*Objective*
Set down the following records word for word, starting at the line that contains "of the utility" and ending with the last line of the records, both ends included.

--*--

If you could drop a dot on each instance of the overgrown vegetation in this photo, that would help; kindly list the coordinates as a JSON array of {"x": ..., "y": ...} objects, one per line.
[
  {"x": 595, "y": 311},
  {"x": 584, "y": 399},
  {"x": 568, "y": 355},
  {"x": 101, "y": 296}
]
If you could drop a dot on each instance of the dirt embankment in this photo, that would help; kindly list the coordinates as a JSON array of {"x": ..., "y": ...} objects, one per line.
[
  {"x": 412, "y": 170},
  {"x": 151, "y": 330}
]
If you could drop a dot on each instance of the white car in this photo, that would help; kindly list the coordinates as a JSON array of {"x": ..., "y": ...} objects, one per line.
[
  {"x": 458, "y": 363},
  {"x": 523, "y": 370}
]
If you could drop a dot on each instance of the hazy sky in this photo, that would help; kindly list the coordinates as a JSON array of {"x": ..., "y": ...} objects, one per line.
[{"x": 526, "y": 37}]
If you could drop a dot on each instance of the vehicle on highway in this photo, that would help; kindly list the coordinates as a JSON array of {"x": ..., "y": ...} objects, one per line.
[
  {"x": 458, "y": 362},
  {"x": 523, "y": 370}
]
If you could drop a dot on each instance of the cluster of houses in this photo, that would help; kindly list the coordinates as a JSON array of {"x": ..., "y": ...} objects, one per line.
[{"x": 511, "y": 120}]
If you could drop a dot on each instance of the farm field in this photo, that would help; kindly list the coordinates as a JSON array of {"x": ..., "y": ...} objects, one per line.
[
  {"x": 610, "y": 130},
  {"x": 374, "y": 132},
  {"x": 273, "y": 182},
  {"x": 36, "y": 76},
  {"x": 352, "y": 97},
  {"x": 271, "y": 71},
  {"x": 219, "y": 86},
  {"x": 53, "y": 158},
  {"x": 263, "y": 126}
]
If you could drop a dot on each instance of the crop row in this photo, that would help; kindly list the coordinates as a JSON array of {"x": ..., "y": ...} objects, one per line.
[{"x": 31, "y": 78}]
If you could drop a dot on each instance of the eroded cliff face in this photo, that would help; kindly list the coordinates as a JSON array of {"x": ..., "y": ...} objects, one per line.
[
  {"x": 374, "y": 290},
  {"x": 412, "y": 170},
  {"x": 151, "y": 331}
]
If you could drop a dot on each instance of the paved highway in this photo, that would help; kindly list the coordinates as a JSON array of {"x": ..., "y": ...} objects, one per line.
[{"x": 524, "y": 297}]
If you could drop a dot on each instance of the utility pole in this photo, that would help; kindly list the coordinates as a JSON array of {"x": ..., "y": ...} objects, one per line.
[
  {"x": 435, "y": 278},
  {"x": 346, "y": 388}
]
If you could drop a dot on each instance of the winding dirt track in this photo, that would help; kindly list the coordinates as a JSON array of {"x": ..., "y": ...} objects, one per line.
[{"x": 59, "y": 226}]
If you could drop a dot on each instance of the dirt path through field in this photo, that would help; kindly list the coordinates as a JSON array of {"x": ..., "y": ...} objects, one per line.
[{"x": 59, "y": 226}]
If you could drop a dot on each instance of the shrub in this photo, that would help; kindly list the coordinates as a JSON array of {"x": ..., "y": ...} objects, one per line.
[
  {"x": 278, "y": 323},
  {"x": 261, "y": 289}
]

--*--

*Result of this exercise*
If you could drop a dot on each instance of the utility pole in this photo, that would help; kindly list the coordinates as a JSON array of {"x": ..., "y": ...} objects, one per line.
[
  {"x": 435, "y": 278},
  {"x": 346, "y": 388}
]
If you could drop a dot on each instance of the winding dirt track in this photo, that would help; kindly list the coordinates as a JSON array of {"x": ..., "y": ...} objects, one per line.
[{"x": 59, "y": 226}]
If you could drop a dot on each instance of the dirt path through field in this photo, that would help; kindly list the coordinates as a JSON array of {"x": ..., "y": ...} objects, one per line.
[{"x": 59, "y": 226}]
If you could drop a dot on each instance of the shrub in this photo, that would help; kindly list the coordinates as a JSON array of {"x": ..., "y": ...} objects, one per line.
[
  {"x": 278, "y": 323},
  {"x": 261, "y": 289}
]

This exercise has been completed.